:: SELECTED PASSAGE ::
§
# Good Price on HS Intake



## Guest (Feb 15, 2003)

Ptuning.com, has a pretty decent price on HS intake for our cars. 189.00+free shipping. I just picked one up. Just though Id share.


----------



## CHI-B14SENTRA (May 1, 2002)

that is a good deal!!! THANKS MAN


----------



## CHI-B14SENTRA (May 1, 2002)

but thsts wierd how it list from 1995-1997, would it fit on my 98!?!?


----------



## verno-dub (Sep 13, 2002)

Too bad they don't ship to Hawaii.  

-verno


----------



## nissanracer805 (Feb 9, 2003)

CHI-B14SENTRA said:


> *but thsts wierd how it list from 1995-1997, would it fit on my 98!?!? *


yes sir...not sure why people do that.....u have the ga16..it'll fit 95-99 chassis(b14)


----------



## Guest (Feb 17, 2003)

~TTT~

For everyone to see


----------



## nitestridar (Jun 29, 2002)

ptuning is a great dealer...
fast shipping and great packing....


----------



## CHI-B14SENTRA (May 1, 2002)

DO you get everything with it, I mean it looks kinda incomplete in the pic they have on the site


----------



## Smahatma (Oct 15, 2002)

CHI-B14SENTRA said:


> *DO you get everything with it, I mean it looks kinda incomplete in the pic they have on the site *


it only comes with an air filter and pieces of raw sheetmetal, you have to fabricate your own mandrel-bent tubing and mounting hardware


----------



## togenji (Oct 10, 2002)

hehehe, smahatma I hope your kidding about that. But thats a pretty nice deal. I'm gonna need to get in on that along with the UR pulley gb.


----------



## Smahatma (Oct 15, 2002)

you would like to think so, wouldnt u?


----------



## Guest (Feb 18, 2003)

They say at the bottom of the pic that its a SAMPLE image, and that actual product may vary. If its cold air, then I dont know why it would be incomplete, Im sure its the whole unit.


----------



## togenji (Oct 10, 2002)

is ptuning.com a reputable place to buy from?


----------



## nitestridar (Jun 29, 2002)

togenji said:


> *is ptuning.com a reputable place to buy from? *



yes I have orderd 3 times and each tim I had my shipment in two days...


----------



## shmuck90 (Oct 28, 2002)

i had a coupon for that website, i have to find it.


----------



## togenji (Oct 10, 2002)

sweet, hopefully i can go order it on friday.


----------



## LIUSPEED (May 29, 2002)

after the UR pulley GB and the HS header gb i probably be starting a Hot Shot Cold air intake GB... hopefully we can get the price down to a reasonable level so alot of people can join in.
§
:: EXERCISE DATA ::
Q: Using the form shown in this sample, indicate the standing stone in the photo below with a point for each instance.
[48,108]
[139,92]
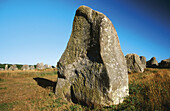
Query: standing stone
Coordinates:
[152,62]
[93,70]
[32,67]
[25,67]
[1,69]
[134,63]
[40,65]
[165,63]
[13,67]
[6,67]
[143,60]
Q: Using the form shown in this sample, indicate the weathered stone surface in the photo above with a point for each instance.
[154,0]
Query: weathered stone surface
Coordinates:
[134,63]
[1,69]
[165,63]
[93,69]
[6,67]
[13,68]
[143,60]
[152,62]
[40,65]
[25,67]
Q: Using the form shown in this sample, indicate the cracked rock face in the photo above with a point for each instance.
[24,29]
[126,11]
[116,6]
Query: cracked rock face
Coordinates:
[143,60]
[165,63]
[152,62]
[134,63]
[92,70]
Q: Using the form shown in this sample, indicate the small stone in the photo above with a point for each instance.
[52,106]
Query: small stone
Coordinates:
[1,69]
[25,67]
[134,63]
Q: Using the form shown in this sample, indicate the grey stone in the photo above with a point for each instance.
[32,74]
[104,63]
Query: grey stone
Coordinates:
§
:: GOALS ::
(1) In the HS intake thread, reproduce the stretch from "yes I have orderd" through "to find it.", swapping "coupon" for "discount code".
(2) Copy each line of the listing that includes the word "instance".

:: RESPONSE LIST ::
(1)
yes I have orderd 3 times and each tim I had my shipment in two days...


----------



## shmuck90 (Oct 28, 2002)

i had a discount code for that website, i have to find it.

(2)
Q: Using the form shown in this sample, indicate the standing stone in the photo below with a point for each instance.
Q: Using the form shown in this sample, indicate the weathered stone surface in the photo above with a point for each instance.
Q: Using the form shown in this sample, indicate the cracked rock face in the photo above with a point for each instance.
Q: Using the form shown in this sample, indicate the small stone in the photo above with a point for each instance.
Q: Using the form shown in this sample, indicate the grey stone in the photo above with a point for each instance.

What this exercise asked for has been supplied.